* **What to work on**
Write out the lines below again, swapping "pine tree" for "spruce tree" everywhere it occurs and changing nothing else.

* **Record list**
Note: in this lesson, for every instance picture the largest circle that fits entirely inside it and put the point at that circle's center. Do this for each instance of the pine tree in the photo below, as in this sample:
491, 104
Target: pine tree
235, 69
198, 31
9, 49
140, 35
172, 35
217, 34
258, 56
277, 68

* **Finished exercise**
Note: in this lesson, for every instance picture the largest circle that fits entirely inside it and put the point at that circle's center. Do this for each instance of the spruce tree in the photo below, as in this sample:
491, 104
Target: spruce tree
235, 69
198, 31
9, 49
140, 35
172, 35
217, 34
258, 56
277, 68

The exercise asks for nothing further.